Primo de Rivera initially said he would rule for only 90 days, however, he chose to remain in power. Little social reform took place, but he attempted to reduce unemployment by spending money on public works. To pay for this, Primo de Rivera introduced higher taxes on the rich. When they complained he chose to change his policies and attempted to raise money by public loans. This caused rapid inflation and—after losing support of the army—he was forced to resign in January 1930. After his death, his son, José Antonio Primo de Rivera, played an important role in the development of fascism in Spain. It was under Primo de Rivera's rule that Francisco Franco was promoted to general, the youngest person holding this high rank in Europe.[3]
Early years
Miguel Primo de Rivera was born into a landowning military family of Jerez de la Frontera. His father was a retired colonel. His uncle, Fernando, was Captain General in Madrid and the soon-to-be first marquess of Estella. Fernando later participated in the plot to restore the constitutional monarchy in 1875, ending the tumultuous First Republic. His great-grandfather was Bértrand Primo de Rivera (1741–1813), 21st Count of Sobremonte, a general and hero of the Spanish Resistance against Napoleon Bonaparte.
The young Miguel grew up as part of what Gerald Brenan called "a hard-drinking, whoring, horse-loving aristocracy" that ruled "over the most starved and down-trodden race of agricultural labourers in Europe." Studying history and engineering before deciding upon a military career, he won admission to the newly created General Academy in Toledo, and graduated in 1884.
Military career
His army career gave him a role as junior officer in the colonial wars in Morocco, Cuba and the Philippines. He then held several important military posts including the captain-generalship of Valencia, Madrid and Barcelona.

▸ Supplied material
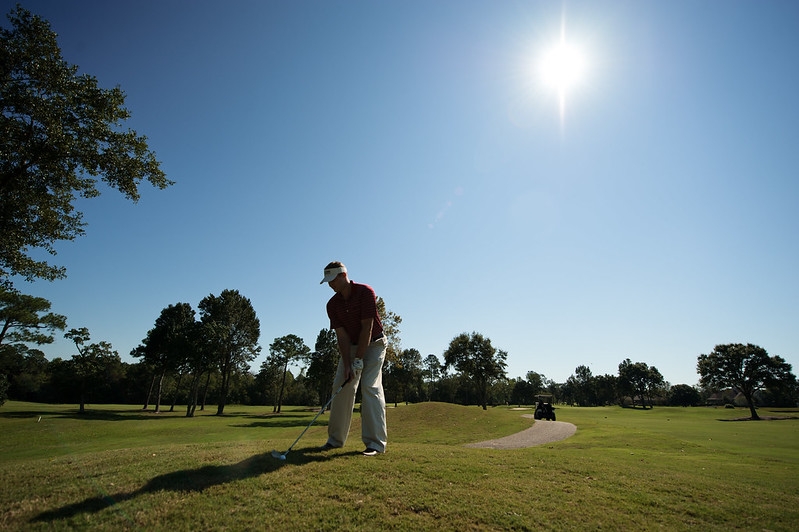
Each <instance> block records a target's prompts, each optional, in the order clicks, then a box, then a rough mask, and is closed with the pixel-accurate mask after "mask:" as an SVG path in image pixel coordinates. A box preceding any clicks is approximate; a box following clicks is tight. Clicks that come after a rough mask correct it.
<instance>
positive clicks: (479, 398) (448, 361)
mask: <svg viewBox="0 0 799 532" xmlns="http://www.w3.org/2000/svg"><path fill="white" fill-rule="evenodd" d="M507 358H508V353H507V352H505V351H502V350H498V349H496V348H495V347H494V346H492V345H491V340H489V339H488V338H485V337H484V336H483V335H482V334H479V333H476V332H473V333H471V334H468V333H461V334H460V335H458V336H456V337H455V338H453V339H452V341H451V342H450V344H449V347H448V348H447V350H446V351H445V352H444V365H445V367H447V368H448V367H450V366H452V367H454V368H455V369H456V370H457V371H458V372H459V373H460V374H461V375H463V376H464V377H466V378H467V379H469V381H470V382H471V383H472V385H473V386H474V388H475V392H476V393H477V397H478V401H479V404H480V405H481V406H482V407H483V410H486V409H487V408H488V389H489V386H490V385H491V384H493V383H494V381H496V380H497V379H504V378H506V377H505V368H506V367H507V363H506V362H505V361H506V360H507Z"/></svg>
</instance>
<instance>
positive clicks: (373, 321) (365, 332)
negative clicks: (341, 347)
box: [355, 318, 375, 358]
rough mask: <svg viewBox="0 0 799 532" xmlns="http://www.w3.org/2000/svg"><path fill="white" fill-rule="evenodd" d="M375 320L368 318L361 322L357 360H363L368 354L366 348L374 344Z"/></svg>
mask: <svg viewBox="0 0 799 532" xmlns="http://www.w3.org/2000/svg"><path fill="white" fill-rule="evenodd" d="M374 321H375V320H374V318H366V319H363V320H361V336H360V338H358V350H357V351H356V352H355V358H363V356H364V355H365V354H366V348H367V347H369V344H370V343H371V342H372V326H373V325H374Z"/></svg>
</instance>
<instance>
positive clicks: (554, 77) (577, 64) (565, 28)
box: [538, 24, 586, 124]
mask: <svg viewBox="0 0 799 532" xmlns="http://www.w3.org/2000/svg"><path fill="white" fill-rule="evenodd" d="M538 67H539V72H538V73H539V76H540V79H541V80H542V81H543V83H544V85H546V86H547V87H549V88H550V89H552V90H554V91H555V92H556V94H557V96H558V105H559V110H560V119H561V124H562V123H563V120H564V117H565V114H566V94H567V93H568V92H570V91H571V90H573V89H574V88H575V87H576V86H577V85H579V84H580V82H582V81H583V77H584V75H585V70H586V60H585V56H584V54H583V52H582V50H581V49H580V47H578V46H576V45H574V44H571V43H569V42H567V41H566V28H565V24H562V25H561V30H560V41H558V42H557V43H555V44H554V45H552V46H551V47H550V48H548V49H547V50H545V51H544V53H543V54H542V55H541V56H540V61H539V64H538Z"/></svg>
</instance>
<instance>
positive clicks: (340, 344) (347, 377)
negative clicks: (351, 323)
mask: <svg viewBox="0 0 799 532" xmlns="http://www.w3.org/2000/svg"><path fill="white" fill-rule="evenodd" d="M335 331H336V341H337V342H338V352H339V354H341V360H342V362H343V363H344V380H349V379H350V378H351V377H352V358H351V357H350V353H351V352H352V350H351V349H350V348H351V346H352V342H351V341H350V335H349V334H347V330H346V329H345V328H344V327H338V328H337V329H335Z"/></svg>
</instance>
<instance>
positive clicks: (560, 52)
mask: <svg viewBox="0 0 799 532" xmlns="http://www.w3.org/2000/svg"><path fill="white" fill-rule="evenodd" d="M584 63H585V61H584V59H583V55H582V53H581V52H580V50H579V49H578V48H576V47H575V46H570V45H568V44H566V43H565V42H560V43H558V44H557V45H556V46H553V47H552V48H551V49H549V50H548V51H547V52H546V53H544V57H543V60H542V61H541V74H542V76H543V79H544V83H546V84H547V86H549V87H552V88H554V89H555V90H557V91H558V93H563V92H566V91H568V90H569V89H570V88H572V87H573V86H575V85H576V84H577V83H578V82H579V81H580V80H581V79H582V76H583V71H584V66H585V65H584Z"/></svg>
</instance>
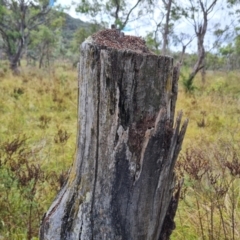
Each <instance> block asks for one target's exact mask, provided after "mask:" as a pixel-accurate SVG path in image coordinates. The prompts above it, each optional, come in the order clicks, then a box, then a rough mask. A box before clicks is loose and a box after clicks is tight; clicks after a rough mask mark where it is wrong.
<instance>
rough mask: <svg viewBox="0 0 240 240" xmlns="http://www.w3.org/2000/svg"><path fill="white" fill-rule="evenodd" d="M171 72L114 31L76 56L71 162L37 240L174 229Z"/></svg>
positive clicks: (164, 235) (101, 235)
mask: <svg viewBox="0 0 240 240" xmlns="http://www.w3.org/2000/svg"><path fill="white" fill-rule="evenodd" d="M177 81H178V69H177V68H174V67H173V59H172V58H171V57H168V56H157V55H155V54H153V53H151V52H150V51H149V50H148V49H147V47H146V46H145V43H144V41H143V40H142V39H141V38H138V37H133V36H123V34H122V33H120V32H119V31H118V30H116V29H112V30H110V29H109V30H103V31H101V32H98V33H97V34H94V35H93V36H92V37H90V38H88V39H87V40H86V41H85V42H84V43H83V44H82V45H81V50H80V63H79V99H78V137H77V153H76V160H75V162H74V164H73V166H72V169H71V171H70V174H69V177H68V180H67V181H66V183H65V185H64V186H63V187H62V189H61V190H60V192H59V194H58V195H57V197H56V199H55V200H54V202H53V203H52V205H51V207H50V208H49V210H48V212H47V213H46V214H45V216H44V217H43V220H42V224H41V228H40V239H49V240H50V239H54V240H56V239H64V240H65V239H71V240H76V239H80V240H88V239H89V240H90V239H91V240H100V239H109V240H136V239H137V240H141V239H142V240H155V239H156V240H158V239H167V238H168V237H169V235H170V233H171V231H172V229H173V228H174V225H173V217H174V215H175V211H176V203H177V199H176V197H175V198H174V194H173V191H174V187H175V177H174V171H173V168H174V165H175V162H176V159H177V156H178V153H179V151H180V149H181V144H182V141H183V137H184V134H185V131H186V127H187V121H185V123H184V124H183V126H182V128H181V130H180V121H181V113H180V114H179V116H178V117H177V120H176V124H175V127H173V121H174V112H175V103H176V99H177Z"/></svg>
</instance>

▸ Exercise A
Rewrite the paragraph in the excerpt on Primo de Rivera that begins "The young Miguel grew up" as a short bulleted list that keeps its main facts.
▸ Exercise B
Repeat the passage of the excerpt on Primo de Rivera from the words "The young Miguel" up to and including the words "graduated in 1884.".
▸ Exercise C
List every person named in the excerpt on Primo de Rivera.

▸ Reply A
- Miguel grew up in an aristocracy that Gerald Brenan called "a hard-drinking, whoring, horse-loving aristocracy" ruling over badly starved and downtrodden agricultural laborers.
- He studied history and engineering before choosing a military career.
- He was admitted to the newly created General Academy in Toledo.
- He graduated in 1884.

▸ Reply B
The young Miguel grew up as part of what Gerald Brenan called "a hard-drinking, whoring, horse-loving aristocracy" that ruled "over the most starved and down-trodden race of agricultural labourers in Europe." Studying history and engineering before deciding upon a military career, he won admission to the newly created General Academy in Toledo, and graduated in 1884.

▸ Reply C
- Miguel Primo de Rivera
- José Antonio Primo de Rivera
- Francisco Franco
- Fernando (Miguel's uncle)
- Bértrand Primo de Rivera
- Napoleon Bonaparte
- Gerald Brenan